_Brano citato:_
***

All’interno dell’Ue, l’inflazione dovrebbe raggiungere il picco nella seconda metà del 2022, anche se un embargo dell’Ue sull’energia russa potrebbe far ritardare ulteriormente il raggiungimento del picco. La Bce ha intensificato l’orientamento aggressivo, in linea con le aspettative del mercato, segnalando l’imminente conclusione degli acquisti netti di asset e il primo rialzo dei tassi del ciclo a luglio, con almeno un altro rialzo in autunno. Cresce l’ansia per l’entità e la portata del superamento del target d’inflazione, mentre aumentano le evidenze di un’ampia pressione inflazionistica e di un balzo delle aspettative di imprese e famiglie. Una recessione protratta è improbabile, ma nei prossimi mesi potrebbero avvenire delle recessioni tecniche in alcuni ambiti dell’economia europea particolarmente sensibili all’aumento dei prezzi energetici, come l’Italia e la Germania. La possibilità che si verifichi una recessione più grave dipende, invece, dall’embargo sull’energia russa. Un embargo totale decreterebbe una notevole recessione in Germania, nell’Ue e anche nei paesi non Ue.

La situazione nei mercati emergenti (Cina esclusa)

Le principali cause dell’inflazione dei mercati emergenti (ME), Cina esclusa, sono:

  • L’aumento dei prezzi dei generi alimentari. Gli alimentari sono la componente più importante nel paniere dell’inflazione di molti paesi emergenti e rappresentano in media circa il 25% del paniere dell’IPC e fino al 50% in paesi come l’India[1]. Tuttavia, alcuni mercati emergenti, soprattutto in America Latina, non sono stati particolarmente colpiti dall’aumento dei prezzi degli alimentari a livello globale; gran parte della loro produzione alimentare avviene a livello locale e, in alcuni casi, questi paesi sono meno dipendenti da grano e cereali.
  • L’impatto dell’aumento dei prezzi dell’energia è ancora più disomogeneo. Per la maggior parte, i paesi emergenti sono importatori netti di petrolio e i più importanti sono Ucraina, Ungheria, Sudafrica, India e Polonia. I principali beneficiari dell’aumento delle quotazioni petrolifere sono invece Russia, Venezuela e Ghana.
  • Gli effetti della transizione dalla debolezza valutaria all’inflazione, soprattutto per i paesi che sono grandi importatori.

L’inflazione core dei ME è cresciuta meno di quella statunitense, in quanto le banche centrali dei ME sono intervenute più proattivamente rispetto a quelle dei mercati sviluppati sul fronte dei tassi, con la maggior parte che ha iniziato ad aumentare i tassi già nel 2021. Il fatto che questi mercati non debbano interrompere alcun quantitative easing dovrebbe contribuire a tenere a freno la domanda interna, anche se la forza del dollaro Usa è motivo di preoccupazione. Nei ME si riscontrano nette differenze regionali: molti paesi asiatici devono ancora effettuare dei rialzi poiché l’inflazione è rimasta sotto controllo, le economie dell’Europa centrale e orientale hanno effettuato dei rialzi anche se i tassi reali sono ancora negativi e l’America Latina ha già anticipato il ciclo.

***

_Dati forniti:_
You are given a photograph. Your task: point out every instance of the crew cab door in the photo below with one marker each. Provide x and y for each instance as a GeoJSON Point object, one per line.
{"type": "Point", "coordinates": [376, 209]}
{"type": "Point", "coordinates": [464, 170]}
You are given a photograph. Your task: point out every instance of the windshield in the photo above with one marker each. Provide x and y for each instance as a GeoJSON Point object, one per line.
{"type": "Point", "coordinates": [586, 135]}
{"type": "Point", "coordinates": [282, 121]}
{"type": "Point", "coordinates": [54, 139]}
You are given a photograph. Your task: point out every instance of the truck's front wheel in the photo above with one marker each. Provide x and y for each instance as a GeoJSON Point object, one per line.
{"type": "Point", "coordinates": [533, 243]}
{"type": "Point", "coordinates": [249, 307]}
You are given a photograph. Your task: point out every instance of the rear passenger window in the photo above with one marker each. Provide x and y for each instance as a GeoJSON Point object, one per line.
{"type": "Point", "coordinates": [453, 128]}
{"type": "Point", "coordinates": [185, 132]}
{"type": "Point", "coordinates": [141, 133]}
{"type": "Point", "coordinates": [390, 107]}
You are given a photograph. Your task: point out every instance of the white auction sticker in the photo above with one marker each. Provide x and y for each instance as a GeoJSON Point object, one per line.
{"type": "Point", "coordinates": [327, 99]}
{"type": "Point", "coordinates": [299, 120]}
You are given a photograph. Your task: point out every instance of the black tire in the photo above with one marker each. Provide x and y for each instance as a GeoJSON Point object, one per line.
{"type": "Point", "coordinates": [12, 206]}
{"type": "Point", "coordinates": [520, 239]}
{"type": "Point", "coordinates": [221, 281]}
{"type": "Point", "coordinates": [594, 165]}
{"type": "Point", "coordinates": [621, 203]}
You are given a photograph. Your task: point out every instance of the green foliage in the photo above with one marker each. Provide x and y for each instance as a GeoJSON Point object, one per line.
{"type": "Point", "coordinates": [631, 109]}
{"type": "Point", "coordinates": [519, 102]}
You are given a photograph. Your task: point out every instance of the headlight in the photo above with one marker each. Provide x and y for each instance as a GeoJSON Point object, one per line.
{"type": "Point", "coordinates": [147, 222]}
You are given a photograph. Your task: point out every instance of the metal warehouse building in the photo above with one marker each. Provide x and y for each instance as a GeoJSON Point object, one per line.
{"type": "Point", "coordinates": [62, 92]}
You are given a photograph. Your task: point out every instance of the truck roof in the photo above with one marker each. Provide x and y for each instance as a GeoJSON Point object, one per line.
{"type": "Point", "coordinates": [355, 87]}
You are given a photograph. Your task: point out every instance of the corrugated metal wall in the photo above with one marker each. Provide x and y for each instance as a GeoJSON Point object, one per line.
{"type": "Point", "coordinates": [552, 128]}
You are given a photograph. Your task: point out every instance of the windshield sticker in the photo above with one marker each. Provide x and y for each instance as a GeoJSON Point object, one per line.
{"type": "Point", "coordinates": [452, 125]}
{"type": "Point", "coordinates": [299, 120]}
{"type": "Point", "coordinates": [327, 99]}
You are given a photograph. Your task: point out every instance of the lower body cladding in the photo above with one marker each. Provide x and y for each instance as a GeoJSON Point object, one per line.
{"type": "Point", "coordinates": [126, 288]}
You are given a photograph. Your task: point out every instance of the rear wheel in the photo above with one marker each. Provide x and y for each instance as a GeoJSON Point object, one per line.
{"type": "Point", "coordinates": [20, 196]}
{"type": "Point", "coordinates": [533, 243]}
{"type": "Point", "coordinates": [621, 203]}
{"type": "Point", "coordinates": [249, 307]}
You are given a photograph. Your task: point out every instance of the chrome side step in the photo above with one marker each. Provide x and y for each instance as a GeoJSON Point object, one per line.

***

_Attività richieste:_
1. Rispondi a queste domande sul brano sull'inflazione:
(a) In quale mese la Bce ha segnalato il primo rialzo dei tassi del ciclo?
(b) In media, quale quota del paniere dell'IPC rappresentano gli alimentari nei paesi emergenti?
(c) Quali paesi sono indicati come principali beneficiari dell'aumento delle quotazioni petrolifere?
2. Trascrivi dal brano sull'inflazione tutto ciò che va da "La situazione nei" fino a "grano e cereali.", estremi compresi.
Basati soltanto sul brano sull'inflazione.

_Risposte fornite:_
1.
(a) A luglio.
(b) Circa il 25%.
(c) Russia, Venezuela e Ghana.

2.
La situazione nei mercati emergenti (Cina esclusa)

Le principali cause dell’inflazione dei mercati emergenti (ME), Cina esclusa, sono:

  • L’aumento dei prezzi dei generi alimentari. Gli alimentari sono la componente più importante nel paniere dell’inflazione di molti paesi emergenti e rappresentano in media circa il 25% del paniere dell’IPC e fino al 50% in paesi come l’India[1]. Tuttavia, alcuni mercati emergenti, soprattutto in America Latina, non sono stati particolarmente colpiti dall’aumento dei prezzi degli alimentari a livello globale; gran parte della loro produzione alimentare avviene a livello locale e, in alcuni casi, questi paesi sono meno dipendenti da grano e cereali.